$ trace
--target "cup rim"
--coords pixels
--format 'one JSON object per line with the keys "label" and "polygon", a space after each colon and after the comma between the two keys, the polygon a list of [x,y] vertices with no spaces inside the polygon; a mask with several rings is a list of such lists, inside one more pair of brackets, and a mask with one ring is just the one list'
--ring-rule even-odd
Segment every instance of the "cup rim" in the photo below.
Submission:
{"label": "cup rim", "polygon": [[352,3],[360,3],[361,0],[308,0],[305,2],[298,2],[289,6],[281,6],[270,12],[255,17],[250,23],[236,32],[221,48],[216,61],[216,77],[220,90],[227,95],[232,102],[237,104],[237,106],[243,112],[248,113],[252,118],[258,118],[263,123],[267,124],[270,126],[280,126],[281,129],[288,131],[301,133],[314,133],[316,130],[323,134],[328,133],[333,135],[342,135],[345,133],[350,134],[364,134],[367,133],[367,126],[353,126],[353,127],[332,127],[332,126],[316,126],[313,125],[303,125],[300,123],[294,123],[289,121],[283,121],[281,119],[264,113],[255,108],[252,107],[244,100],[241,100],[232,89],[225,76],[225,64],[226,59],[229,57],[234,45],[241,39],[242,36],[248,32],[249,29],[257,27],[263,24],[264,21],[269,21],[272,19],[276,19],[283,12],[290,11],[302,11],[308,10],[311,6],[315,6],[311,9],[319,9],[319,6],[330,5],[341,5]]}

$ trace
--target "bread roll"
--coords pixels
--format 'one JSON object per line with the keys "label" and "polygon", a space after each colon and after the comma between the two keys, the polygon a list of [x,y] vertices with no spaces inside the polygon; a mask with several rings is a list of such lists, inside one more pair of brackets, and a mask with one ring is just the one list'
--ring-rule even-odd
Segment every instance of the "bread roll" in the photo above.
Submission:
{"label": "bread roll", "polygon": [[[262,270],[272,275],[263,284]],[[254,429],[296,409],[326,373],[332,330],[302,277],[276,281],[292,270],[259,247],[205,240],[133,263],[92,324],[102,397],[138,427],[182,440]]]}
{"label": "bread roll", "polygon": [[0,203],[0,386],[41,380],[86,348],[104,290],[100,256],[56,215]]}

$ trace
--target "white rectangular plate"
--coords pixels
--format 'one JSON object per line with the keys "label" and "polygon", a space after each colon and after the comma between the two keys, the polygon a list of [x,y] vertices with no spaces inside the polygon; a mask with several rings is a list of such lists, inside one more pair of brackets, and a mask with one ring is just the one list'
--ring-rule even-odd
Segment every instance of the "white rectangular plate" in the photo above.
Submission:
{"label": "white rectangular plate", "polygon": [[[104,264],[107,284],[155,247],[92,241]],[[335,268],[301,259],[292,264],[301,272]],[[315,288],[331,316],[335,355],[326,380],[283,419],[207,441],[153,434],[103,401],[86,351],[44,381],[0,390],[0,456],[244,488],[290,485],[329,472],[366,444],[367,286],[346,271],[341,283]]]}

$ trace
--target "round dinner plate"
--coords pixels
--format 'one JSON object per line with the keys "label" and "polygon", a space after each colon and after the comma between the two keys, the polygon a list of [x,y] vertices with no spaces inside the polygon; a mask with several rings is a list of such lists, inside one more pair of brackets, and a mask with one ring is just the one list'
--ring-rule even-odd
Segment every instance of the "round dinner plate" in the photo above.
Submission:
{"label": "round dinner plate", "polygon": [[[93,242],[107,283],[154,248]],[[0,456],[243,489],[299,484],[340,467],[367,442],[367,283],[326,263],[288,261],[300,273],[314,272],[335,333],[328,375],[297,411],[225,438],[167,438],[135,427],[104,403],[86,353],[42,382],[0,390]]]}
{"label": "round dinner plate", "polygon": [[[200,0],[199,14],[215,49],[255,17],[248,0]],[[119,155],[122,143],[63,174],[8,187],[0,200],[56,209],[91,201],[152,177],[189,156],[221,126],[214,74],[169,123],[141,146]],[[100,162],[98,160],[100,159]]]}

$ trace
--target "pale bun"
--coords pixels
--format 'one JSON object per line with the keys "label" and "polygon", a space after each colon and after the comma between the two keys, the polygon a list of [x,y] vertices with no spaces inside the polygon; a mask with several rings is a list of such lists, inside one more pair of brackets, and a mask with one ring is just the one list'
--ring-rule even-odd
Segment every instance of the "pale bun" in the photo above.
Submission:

* * *

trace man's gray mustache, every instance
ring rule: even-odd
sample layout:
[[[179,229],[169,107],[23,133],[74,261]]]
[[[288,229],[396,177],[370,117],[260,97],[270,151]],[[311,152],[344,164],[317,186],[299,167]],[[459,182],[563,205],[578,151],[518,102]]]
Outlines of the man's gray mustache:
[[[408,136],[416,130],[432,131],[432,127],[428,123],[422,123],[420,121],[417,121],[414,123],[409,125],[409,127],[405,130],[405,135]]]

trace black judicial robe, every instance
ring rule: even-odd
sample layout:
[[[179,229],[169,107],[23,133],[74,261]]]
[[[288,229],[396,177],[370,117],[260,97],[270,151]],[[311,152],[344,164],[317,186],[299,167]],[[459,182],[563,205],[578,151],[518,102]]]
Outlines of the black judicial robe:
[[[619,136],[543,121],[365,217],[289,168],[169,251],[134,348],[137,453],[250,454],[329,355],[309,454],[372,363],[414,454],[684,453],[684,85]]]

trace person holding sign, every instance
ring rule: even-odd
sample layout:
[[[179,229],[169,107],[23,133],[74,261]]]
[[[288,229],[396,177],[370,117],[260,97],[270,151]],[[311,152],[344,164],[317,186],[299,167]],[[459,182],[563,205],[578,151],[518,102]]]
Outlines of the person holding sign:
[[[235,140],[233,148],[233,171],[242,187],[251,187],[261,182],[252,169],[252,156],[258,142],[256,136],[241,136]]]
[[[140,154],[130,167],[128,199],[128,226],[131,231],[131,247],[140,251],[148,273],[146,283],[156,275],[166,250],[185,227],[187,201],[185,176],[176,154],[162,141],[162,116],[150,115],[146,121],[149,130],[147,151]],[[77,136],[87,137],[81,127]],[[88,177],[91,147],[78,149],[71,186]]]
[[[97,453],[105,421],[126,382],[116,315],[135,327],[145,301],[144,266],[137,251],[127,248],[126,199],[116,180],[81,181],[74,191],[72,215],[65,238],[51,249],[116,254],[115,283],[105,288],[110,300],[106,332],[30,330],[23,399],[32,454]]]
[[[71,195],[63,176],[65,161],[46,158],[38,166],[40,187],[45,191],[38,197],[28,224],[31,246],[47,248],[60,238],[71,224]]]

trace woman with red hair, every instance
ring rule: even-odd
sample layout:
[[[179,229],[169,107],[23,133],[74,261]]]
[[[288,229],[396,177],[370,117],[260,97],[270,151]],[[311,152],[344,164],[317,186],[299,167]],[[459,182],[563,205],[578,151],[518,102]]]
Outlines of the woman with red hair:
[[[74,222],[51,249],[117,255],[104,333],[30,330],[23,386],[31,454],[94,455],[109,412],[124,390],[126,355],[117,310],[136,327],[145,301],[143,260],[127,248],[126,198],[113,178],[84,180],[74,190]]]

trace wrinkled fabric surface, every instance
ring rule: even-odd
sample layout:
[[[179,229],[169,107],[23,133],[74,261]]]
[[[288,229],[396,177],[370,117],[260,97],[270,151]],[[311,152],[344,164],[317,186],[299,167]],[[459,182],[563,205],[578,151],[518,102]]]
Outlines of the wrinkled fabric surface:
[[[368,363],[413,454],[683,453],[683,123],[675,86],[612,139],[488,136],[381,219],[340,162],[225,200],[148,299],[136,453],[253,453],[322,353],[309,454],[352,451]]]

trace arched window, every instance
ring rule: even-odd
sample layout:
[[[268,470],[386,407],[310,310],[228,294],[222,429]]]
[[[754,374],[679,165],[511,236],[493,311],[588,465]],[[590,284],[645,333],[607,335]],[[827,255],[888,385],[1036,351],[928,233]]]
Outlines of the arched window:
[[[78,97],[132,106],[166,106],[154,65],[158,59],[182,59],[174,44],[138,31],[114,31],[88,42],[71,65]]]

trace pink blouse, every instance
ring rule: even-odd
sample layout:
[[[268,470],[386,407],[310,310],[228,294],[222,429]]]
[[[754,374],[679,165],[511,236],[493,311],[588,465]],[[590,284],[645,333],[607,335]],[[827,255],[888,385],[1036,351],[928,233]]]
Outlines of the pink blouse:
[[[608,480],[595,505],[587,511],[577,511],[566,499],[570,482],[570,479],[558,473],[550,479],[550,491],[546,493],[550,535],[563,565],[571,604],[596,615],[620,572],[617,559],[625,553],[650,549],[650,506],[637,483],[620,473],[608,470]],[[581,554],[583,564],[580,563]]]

---

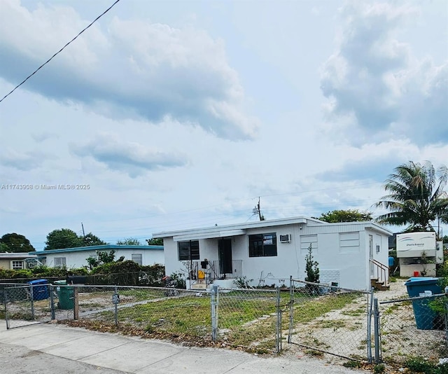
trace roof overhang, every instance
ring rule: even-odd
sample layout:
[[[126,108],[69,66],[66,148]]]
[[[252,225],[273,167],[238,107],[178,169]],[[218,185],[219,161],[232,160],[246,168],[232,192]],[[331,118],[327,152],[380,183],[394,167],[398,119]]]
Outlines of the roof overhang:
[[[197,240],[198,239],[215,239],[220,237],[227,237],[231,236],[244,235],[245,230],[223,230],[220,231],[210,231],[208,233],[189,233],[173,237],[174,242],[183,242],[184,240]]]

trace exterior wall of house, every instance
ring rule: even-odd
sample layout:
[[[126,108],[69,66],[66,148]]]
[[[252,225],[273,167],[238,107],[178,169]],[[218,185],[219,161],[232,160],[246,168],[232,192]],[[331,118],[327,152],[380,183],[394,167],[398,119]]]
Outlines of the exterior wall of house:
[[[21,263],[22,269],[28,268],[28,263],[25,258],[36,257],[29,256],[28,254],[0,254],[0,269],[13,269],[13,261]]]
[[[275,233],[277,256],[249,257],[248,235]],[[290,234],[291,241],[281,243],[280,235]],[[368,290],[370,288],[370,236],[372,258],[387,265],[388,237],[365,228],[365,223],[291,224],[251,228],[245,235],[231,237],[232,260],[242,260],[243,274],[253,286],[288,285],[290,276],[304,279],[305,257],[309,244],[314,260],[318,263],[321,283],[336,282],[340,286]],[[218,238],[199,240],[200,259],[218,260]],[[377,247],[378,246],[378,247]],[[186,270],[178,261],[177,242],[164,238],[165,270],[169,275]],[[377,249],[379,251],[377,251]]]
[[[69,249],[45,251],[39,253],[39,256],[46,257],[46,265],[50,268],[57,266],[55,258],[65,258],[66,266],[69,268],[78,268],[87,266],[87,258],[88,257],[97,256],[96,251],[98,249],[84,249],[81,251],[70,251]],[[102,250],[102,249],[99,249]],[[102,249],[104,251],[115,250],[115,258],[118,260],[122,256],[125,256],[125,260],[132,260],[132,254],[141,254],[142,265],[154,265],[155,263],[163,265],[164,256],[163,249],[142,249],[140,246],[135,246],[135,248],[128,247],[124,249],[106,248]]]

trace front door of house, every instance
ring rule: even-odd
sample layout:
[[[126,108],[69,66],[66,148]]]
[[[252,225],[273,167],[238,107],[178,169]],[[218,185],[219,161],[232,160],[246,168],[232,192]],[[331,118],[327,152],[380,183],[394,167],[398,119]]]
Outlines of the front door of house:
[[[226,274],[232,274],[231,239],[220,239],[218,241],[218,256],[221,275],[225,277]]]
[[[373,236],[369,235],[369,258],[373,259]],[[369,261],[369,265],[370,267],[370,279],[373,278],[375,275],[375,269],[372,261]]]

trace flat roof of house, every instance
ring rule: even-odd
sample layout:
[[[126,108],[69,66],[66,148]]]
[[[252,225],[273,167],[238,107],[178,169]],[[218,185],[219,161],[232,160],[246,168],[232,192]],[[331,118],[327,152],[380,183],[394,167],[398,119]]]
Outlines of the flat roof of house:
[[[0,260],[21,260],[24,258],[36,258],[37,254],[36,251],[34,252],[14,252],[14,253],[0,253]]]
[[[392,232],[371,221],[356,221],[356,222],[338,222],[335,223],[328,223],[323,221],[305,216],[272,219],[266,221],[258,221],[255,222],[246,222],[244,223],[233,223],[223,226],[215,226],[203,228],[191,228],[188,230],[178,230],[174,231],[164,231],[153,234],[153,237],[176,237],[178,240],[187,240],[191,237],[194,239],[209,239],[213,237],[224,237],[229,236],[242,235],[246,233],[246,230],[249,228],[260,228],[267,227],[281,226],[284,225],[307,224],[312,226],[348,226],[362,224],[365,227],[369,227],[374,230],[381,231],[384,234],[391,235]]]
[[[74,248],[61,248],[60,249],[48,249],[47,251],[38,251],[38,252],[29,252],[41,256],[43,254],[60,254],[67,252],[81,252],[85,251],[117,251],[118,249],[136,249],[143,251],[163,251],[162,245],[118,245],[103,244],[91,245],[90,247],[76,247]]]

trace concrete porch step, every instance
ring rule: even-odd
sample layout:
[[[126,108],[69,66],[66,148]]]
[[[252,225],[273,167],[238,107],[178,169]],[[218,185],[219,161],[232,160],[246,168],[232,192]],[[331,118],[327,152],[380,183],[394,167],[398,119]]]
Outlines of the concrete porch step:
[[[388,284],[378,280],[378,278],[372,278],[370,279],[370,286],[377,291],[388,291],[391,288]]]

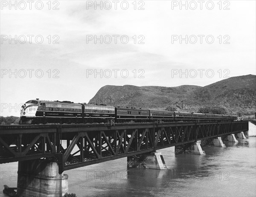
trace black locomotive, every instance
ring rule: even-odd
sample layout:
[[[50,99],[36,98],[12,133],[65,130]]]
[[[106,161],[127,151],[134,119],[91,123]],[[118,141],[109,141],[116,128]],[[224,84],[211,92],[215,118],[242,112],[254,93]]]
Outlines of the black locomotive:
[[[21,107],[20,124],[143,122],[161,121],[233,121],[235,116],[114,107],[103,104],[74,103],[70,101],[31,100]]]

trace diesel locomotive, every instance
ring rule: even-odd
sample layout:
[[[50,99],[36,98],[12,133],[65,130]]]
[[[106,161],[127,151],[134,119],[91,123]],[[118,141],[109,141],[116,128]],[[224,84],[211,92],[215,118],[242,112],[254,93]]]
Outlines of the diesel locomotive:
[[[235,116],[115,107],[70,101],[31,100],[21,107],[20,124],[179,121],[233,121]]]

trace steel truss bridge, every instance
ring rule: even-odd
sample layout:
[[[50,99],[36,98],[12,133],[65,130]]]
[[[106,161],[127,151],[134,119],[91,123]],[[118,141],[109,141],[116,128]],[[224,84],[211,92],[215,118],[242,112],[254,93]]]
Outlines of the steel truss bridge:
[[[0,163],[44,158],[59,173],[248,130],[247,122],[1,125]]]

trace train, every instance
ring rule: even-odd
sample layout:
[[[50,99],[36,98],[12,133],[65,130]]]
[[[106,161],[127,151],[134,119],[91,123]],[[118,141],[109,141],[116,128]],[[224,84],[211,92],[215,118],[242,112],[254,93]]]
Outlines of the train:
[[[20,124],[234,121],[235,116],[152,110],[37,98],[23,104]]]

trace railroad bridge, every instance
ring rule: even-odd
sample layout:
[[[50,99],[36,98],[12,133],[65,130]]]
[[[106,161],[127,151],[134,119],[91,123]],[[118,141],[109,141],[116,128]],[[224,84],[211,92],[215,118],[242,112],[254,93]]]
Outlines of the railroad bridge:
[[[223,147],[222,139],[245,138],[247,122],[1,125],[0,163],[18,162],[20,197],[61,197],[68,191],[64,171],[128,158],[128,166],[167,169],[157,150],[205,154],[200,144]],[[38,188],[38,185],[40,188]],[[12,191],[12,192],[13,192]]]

=== TO BE DONE ===
Gather every line of the data above that contains the word "bridge", and copy each of those lines in full.

=== FULL ANSWER ===
trace steel truss bridge, every instance
Outlines of the steel truss bridge:
trace railroad bridge, every instance
Outlines of the railroad bridge:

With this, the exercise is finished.